** Opening Records for processing block **

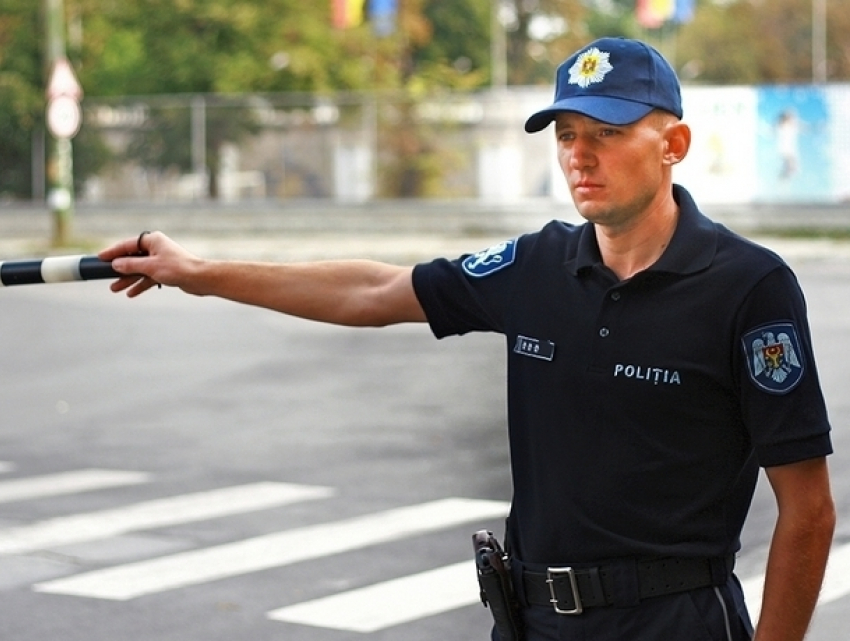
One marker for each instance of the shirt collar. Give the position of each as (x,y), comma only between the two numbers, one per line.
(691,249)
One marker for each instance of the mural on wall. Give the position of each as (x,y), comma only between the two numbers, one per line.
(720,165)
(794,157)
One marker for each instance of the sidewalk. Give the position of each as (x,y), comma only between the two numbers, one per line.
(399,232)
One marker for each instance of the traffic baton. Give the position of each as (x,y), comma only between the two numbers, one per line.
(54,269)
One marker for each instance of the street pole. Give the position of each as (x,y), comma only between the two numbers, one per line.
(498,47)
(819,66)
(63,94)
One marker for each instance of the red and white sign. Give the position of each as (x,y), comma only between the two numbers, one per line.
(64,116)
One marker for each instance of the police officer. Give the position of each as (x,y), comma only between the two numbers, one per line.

** Closing Records for processing block **
** Opening Records for processing block **

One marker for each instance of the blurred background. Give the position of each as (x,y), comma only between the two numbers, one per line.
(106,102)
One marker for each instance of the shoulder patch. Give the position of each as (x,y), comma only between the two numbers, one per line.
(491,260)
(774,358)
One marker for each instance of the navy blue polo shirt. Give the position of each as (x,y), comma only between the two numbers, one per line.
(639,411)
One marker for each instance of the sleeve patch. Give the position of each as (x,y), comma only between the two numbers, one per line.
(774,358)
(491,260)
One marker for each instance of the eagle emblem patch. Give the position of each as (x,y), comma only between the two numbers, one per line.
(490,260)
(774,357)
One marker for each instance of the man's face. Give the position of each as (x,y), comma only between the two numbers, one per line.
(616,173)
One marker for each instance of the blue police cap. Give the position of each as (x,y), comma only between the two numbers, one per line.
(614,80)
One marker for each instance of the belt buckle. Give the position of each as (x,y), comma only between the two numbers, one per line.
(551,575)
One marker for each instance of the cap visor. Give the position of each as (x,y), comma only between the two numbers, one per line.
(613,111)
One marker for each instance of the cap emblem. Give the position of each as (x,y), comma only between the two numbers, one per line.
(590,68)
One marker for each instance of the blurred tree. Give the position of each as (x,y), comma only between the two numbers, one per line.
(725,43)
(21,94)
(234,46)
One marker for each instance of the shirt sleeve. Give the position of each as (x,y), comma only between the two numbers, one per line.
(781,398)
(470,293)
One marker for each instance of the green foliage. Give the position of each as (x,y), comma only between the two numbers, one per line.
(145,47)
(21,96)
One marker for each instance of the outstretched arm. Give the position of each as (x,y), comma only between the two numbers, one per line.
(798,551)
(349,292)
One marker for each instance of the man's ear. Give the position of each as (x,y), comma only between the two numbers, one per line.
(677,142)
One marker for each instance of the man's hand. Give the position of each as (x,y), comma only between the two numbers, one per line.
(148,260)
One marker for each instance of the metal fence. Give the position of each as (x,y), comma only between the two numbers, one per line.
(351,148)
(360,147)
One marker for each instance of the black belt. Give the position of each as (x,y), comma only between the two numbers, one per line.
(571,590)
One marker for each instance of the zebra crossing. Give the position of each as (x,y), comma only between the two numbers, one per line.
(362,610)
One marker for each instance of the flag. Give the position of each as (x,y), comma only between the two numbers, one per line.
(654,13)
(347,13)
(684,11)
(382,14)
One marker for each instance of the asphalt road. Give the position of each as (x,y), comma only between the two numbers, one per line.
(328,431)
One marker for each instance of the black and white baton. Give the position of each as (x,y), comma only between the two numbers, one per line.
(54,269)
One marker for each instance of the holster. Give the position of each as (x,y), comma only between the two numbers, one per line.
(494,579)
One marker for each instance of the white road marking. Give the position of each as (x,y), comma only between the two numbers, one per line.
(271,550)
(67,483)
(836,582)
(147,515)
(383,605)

** Closing Records for processing block **
** Opening Records for processing block **

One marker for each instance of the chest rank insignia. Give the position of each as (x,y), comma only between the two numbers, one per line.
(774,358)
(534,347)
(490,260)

** Closing Records for processing block **

• [Required work]: Send back exactly the lines of the listing above starting at the one with "One marker for each instance of the shirt collar." and ending at the one with "One marker for each instance of the police", inclusive, and no others.

• [Finished task]:
One marker for each instance of the shirt collar. Give the position of each as (x,y), comma only between the two numbers, one per line.
(691,249)
One marker for each instance of the mural on wall. Give the position of each as (x,y), comma only between the two numbers, one per line.
(720,165)
(794,157)
One marker for each instance of the sidewalk. Give the position of each as (x,y), comma only between the two numbers, one per line.
(399,232)
One marker for each instance of the traffic baton. Give the position of each as (x,y), comma only between the two numbers, one per line.
(54,269)
One marker for each instance of the street pole. Give the position of each as (x,y), comma only between the two numbers, one per line.
(498,47)
(819,66)
(63,94)
One marker for each instance of the red and white sign. Give the position of each as (x,y), comma only between the two numbers, one per line.
(64,116)
One marker for each instance of the police officer. Give the position of each as (x,y), comma only between the two numbers, one per line.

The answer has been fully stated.